▸ **TEXT PROVIDED**:

Monday, January 17, 2005

Jesus Isn't Available for Me

It was ten after six in the morning and I was listening to a Bible teacher streamed on the Internet. He was relating a story of how he was a toddler, sitting in his high chair. His father, dominated at the moment by his own demons, threw a plate of spaghetti at the wall. Even as a toddler in a high chair, he can remember saying "What do I do?" It was the beginning of a life in which he was manipulated by grief.

When he relates that story, it cuts me to the bone. Of all my legacies, the one that makes me blush and worry is the one about how my kids will probably carry guilt because of my failures to deal with my own internal demons.

Jesus wasn't around at ten after six to talk to about that. I wish he had been. But then again, maybe I didn't. My experiences with Jesus thus far had not been fruitful. He was very good at holding a mirror up that didn't allow me any wiggle room. And as much as I wanted to blame Him for it, I knew the mirror was accurate, more or less.

▸ **TO BE DONE**:
1. Edit the blog post about Jesus, starting at "Monday, January 17, 2005" and ending at "own internal demons.", so that "lasagna" stands in place of "spaghetti".
2. Pick up the blog post about Jesus not being available and carry it on past its final sentence.

Lines of data
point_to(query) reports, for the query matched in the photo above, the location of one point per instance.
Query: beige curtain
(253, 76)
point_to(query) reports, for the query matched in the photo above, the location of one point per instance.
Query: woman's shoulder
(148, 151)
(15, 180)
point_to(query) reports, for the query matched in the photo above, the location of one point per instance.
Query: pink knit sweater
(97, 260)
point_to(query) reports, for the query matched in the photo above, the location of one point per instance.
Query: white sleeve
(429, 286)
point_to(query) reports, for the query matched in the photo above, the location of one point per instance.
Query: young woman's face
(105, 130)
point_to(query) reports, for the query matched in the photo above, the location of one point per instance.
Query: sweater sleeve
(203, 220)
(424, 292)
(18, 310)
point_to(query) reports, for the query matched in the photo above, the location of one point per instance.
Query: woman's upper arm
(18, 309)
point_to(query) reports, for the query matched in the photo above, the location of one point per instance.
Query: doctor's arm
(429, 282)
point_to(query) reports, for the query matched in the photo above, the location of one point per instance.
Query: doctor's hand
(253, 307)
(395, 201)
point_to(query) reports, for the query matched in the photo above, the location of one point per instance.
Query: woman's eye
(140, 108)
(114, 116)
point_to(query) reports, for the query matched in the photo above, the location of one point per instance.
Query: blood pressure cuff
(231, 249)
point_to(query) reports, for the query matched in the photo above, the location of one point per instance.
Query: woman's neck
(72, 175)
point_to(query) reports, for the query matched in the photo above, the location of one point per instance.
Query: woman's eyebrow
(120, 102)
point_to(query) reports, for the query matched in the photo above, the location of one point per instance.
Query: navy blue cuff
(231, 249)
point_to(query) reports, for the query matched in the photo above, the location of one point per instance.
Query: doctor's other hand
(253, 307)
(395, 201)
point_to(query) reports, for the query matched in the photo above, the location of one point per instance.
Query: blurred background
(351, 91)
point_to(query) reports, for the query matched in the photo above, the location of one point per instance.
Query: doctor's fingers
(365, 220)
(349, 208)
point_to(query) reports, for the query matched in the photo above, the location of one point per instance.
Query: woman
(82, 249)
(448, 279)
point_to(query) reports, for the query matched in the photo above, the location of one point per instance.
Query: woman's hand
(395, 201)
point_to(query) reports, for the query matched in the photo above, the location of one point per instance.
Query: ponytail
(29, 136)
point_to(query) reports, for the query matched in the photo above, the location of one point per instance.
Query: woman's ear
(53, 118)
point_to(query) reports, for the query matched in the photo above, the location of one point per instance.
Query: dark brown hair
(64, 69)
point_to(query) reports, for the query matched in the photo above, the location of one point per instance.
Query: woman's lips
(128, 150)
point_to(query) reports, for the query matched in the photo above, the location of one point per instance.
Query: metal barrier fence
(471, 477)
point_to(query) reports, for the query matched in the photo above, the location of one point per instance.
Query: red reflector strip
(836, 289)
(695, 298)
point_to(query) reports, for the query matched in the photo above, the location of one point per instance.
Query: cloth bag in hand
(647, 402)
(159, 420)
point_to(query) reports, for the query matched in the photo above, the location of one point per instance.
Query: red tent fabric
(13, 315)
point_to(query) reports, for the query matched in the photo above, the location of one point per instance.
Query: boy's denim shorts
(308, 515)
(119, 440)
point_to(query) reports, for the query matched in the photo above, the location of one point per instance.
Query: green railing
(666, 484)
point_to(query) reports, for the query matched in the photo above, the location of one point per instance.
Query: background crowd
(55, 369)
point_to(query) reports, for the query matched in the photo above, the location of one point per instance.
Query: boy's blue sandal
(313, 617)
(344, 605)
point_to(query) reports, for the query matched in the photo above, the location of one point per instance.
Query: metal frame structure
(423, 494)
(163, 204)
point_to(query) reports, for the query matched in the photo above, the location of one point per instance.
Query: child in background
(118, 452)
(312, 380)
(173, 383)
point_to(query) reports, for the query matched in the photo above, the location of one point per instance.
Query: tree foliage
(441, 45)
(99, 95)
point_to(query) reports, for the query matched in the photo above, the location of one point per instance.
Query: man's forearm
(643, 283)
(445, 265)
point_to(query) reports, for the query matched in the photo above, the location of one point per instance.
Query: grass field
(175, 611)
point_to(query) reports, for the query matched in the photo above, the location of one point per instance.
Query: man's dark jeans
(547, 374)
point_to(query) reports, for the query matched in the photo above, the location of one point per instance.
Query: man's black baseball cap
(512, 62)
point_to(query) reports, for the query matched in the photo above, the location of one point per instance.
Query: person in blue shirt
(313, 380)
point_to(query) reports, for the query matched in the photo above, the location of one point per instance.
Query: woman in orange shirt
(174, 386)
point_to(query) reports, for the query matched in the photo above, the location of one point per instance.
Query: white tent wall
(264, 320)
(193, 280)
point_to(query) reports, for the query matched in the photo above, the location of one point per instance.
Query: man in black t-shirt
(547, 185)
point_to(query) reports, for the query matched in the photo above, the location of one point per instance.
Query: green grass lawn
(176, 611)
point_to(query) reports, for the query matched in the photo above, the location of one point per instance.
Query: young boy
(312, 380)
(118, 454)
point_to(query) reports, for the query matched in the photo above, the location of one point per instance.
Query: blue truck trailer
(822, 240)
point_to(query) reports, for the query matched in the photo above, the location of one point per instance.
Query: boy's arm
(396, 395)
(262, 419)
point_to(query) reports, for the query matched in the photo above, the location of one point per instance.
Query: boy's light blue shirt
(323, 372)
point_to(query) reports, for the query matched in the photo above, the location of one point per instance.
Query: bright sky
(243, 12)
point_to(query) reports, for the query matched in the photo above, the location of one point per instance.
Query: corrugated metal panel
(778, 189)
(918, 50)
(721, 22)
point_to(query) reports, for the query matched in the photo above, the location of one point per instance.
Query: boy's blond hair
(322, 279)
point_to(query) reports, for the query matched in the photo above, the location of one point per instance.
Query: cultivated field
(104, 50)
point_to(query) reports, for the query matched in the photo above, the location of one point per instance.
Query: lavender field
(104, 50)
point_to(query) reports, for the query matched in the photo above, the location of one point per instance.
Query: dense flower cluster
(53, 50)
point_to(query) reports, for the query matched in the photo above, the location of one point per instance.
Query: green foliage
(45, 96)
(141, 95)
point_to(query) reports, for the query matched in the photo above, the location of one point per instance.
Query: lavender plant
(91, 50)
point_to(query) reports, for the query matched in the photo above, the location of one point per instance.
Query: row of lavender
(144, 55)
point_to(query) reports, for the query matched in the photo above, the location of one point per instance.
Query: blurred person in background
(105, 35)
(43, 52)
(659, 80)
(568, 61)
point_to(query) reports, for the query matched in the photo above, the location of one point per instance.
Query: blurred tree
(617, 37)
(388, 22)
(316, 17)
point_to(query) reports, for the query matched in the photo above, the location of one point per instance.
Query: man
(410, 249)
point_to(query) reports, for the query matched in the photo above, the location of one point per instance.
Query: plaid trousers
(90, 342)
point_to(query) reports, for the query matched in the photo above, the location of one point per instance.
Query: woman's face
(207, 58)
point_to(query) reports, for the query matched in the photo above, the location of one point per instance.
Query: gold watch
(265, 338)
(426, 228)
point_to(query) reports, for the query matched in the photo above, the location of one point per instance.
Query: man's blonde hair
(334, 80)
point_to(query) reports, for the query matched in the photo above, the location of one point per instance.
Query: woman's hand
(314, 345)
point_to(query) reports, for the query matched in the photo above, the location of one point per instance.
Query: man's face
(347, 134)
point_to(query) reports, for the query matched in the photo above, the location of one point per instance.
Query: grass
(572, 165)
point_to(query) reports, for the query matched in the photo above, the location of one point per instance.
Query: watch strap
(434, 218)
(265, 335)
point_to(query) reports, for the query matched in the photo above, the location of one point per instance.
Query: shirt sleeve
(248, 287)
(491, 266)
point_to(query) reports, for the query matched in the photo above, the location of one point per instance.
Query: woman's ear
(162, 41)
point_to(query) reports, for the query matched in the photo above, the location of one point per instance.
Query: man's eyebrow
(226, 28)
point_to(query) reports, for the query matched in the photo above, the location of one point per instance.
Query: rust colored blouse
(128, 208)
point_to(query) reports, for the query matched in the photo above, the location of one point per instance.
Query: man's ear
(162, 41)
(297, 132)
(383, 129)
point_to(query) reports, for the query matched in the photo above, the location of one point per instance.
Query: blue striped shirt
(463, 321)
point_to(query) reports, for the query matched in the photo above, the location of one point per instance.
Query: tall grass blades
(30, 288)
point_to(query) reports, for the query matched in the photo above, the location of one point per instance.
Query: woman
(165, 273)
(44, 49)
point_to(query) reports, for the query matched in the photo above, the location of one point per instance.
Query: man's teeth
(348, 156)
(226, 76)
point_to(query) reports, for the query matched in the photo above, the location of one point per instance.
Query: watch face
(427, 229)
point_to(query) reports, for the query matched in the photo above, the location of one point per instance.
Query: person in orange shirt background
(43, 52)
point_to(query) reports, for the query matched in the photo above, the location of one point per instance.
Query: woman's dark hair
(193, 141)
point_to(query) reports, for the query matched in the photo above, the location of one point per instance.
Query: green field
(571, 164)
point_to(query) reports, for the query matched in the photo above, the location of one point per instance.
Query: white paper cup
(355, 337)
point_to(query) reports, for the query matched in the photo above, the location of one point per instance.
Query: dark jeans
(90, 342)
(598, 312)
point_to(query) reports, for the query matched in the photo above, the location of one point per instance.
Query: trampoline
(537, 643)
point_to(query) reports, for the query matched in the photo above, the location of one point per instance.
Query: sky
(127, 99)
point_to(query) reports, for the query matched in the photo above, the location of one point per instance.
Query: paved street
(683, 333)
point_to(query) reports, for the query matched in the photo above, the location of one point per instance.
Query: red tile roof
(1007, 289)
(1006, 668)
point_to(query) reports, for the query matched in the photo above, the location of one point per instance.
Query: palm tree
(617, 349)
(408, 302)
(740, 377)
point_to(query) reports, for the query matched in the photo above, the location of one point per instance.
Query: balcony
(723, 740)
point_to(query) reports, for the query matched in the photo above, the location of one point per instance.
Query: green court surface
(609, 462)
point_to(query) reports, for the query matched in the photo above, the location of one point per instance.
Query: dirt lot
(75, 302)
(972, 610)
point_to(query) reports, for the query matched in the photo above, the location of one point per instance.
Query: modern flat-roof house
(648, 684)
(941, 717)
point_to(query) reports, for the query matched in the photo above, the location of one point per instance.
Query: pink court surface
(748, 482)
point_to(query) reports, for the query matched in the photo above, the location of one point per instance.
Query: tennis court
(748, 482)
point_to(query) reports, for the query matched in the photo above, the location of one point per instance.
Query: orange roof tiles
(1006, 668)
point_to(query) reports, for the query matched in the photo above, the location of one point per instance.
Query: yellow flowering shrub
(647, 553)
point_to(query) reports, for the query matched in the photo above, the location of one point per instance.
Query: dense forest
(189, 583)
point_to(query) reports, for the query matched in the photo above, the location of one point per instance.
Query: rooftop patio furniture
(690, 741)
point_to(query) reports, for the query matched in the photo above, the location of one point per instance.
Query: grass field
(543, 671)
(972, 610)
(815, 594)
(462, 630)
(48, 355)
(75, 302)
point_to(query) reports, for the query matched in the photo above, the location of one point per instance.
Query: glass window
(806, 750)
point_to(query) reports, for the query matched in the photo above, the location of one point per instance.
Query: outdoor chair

▸ **FINAL RESULTS**:
1.
Monday, January 17, 2005

Jesus Isn't Available for Me

It was ten after six in the morning and I was listening to a Bible teacher streamed on the Internet. He was relating a story of how he was a toddler, sitting in his high chair. His father, dominated at the moment by his own demons, threw a plate of lasagna at the wall. Even as a toddler in a high chair, he can remember saying "What do I do?" It was the beginning of a life in which he was manipulated by grief.

When he relates that story, it cuts me to the bone. Of all my legacies, the one that makes me blush and worry is the one about how my kids will probably carry guilt because of my failures to deal with my own internal demons.

2.
Of course, the accuracy of the mirror so far had also shown me good things. One of the things that was different about Jesus was that he seemed to know all the bad things, and yet, for some reason, He didn't run away over them. I would have. I would have run screaming for the hills, proclaiming to all who could hear me that this was one you needed to stay away from. This one was bad and he would make you sorry.

But Jesus saw all this stuff and made me see it and yet He didn't run away on me.

I got up from the computer and walked to my son's room. Since we'd put the loft in his room, I could look in on him sleeping any more. So I looked in on the room that represented him. It was less a mess than normal. My wife had spent time over the Christmas vacation weeding out the things that a boy doesn't need any more once he turns seven. My son didn't care about such an activity. After all, there were important things that a seven-year-old boy needed to do. Maybe more important, in the long run, than cleaning up his room.

I pulled the door shut and glanced in on my daughter. For once, her room was clean. It had been a battle for her. She'd started middle school in the fall, and it was academically demanding. On some nights, she'd do homework until after eleven. And she was still swimming. And she was going to youth group. And she was still involved a little bit in Girl Scouts. In the past year, she'd grown from a sweet girl to a blossoming young women, filled with doubts and confidence. She was learning what she couldn't do, but more important, she was learning what she could do.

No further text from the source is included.